Passage to read:
Mr. WOLOSKY. It is not my view, Senator. It is my sense of what the Saudi position on Hamas is. I firmly believe that Hamas is a terrorist organization.

I also think that there is a misconception. David Aufhauser has used the word sophistry in understanding what Hamas is. The sophistry lies in the fact that it is true that Hamas provides social services in Palestinian territories. However, it is also a terrorist organization that kills innocent people. A vast majority of its funds have come from Saudi Arabia in recent years. Only relatively recently has that begun to change at the official level, although private Saudi contributions to Hamas must continue to be strictly monitored.

Our report recommends, in fact it goes very far on this issue, and it recommends that as a mandatory matter of international law, the United Nations Security Council pass a resolution that specifically designates Hamas as a terrorist organization and obligates all member states to close down Hamas organizations and fronts.

Senator SPECTER. Mr. Aufhauser, let me ask you a different question, and that is what more could the Administration do in a very active way to motivate the Saudis or compel the Saudis or sanction the Saudis into doing a better job on fighting terrorism? Mr. AUFHAUSER. Well, they have come a long way, as you know from testimony I have given before committees that you have sat on, as outlined by Lee and Mallory and the Council. Some extraordinary systemic changes. But what is missing is a sense of personal accountability and follow-through.

Also, on the broader scale, and I think far more important to us, far more important to us than personal accountability of one or two bad actors, is to stop the funding of the teaching of hate. And I think there should be a concerted Administration policy and campaign.

Senator SPECTER. Mr. Factor, thank you for the statement in your opening statement about the Saudi Arabia Accountability Act, which was cosponsored by the Chairman, and I am the principal sponsor, to provide a good starting point for focusing on terrorist financing certification regime.

Mr. Aufhauser, the Administration at first opposed the Syrian Accountability Act and then moved from opposed to neutral. And I think finally ended up perhaps inferentially supportive, although the formal neutral position was never changed.

What do you think the prospects are for the Administration to move to neutral or to support the Saudi Arabia Accountability Act? Or somewhere in between.

Mr. AUFHAUSER. I would just be guessing. Senator, but there is an institutional prejudice, understandable and I think to be lauded, at the Treasury Department to only have economic sanctions programs that are really quite enforceable and with real-world impact. And so they are studied about whether or not what has been proposed can be pursued and whether it can be effective.

Can I just say one thing about Hamas?

Senator SPECTER. Sure.

Mr. AUFHAUSER. It is reprehensible that they are not treated as a terrorist organization by the Saudis, I agree, but some historical perspective helps. For 6 years we have urged our European counterparts to join us in naming Hamas as a terrorist organization. And it was only September of last year that they finally joined us as another school bus was blown up in Jerusalem.

Even now, immediately after the designation of Hamas as a terrorist group by the Europeans, we then went to our European allies and said here are four organizations that are transmitting money directly to Hamas. And we were turned down in the freezing of those assets by all of them because they are still not use to the idea. They still cling to what I said before, the sophistry that the social welfare program of Hamas somehow excuses money that goes to killing.

Given task: Please list every person mentioned by name in the hearing transcript above, including the speakers.

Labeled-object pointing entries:

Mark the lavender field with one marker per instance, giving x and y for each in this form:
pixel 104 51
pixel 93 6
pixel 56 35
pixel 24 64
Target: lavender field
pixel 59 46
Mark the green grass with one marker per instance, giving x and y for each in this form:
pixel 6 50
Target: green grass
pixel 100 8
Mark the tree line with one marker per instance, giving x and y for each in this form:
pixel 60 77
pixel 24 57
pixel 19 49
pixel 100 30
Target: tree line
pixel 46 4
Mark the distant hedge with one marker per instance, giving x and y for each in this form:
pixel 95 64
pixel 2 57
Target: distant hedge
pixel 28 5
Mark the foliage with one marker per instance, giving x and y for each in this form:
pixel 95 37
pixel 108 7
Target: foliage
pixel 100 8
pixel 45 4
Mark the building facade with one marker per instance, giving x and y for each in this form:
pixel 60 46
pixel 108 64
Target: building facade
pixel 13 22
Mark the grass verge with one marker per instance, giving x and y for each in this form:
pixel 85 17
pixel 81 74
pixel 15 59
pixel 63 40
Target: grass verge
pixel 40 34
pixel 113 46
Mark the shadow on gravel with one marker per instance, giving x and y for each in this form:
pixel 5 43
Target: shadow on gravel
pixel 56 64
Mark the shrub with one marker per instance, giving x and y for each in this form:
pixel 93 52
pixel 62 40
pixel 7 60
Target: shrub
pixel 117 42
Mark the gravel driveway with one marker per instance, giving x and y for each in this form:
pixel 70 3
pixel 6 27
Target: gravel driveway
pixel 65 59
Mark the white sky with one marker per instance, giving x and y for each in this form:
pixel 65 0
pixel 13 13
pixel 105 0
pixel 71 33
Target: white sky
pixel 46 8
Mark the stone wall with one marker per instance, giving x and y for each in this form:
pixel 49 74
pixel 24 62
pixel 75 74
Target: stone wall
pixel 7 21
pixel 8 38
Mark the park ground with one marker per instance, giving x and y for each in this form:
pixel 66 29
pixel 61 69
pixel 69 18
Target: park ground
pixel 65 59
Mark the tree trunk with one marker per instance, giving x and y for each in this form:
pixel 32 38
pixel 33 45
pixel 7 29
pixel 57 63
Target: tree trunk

Final result: Wolosky, David Aufhauser, Specter, Lee, Mallory, Factor